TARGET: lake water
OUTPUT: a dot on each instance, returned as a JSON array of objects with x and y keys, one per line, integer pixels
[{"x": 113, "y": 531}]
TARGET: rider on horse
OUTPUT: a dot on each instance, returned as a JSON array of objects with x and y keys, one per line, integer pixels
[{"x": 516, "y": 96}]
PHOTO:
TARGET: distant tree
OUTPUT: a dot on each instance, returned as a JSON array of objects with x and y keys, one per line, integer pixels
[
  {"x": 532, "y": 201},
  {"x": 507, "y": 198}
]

===============

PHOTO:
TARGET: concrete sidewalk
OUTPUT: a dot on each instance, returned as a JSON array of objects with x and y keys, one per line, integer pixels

===============

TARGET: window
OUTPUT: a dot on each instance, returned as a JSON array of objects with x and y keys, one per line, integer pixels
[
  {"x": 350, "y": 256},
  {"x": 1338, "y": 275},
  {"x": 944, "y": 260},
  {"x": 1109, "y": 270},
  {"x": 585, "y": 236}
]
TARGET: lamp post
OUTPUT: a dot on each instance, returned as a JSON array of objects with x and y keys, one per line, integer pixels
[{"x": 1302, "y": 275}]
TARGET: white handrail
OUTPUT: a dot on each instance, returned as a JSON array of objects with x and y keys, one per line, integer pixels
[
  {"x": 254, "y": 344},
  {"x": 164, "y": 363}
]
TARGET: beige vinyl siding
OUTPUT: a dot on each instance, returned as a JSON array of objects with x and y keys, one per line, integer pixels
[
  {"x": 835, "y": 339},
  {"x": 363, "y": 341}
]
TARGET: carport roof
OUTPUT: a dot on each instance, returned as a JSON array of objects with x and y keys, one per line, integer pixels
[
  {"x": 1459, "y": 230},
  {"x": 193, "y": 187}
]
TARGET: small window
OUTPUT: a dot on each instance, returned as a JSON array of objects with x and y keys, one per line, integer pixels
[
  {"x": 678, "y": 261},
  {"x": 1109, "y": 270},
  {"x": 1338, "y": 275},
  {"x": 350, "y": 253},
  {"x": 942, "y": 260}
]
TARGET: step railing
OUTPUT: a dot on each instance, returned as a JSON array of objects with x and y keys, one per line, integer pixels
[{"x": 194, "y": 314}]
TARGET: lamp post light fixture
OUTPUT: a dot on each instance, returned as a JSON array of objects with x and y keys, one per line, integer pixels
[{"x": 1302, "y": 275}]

===============

Short task> Pull out every line above that contains the word "TARGET", copying each one unchanged.

Solution to this task>
TARGET: lake water
TARGET: rider on horse
TARGET: distant tree
TARGET: concrete sidewalk
TARGET: window
TARGET: lamp post
TARGET: white handrail
TARGET: beige vinyl siding
TARGET: carport roof
TARGET: small window
TARGET: step railing
TARGET: lamp post light fixture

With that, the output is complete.